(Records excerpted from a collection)
--*--
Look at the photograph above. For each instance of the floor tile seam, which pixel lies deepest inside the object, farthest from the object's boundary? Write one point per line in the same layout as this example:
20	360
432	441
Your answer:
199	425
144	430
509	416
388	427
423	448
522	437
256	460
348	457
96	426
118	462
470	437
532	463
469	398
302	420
--*--
_Exercise aim_
Your answer must consist of every line above, transcribed verbatim.

_Finished task_
Look at the photograph above. For each instance of the floor tile seam, which pixel lies deepest inside the object, farthest from the object's boundary? Write one point per line in the same layout as this example:
20	360
432	441
Your answer:
199	425
144	430
509	416
388	427
423	448
522	437
256	460
348	457
96	426
118	462
470	437
532	463
469	398
302	420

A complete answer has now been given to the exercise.